== DATA RECORDS

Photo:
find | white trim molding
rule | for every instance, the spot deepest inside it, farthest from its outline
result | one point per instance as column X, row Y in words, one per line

====
== DATA RECORDS

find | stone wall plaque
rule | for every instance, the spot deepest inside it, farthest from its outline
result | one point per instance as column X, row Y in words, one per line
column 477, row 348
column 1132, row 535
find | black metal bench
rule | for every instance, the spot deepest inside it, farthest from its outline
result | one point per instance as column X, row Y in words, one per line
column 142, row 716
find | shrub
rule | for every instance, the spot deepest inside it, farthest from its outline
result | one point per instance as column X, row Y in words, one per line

====

WORK ITEM = Every line in the listing above that mentions "find" should be returned.

EXERCISE RESULT =
find | white trim molding
find | stone wall plaque
find | black metal bench
find | shrub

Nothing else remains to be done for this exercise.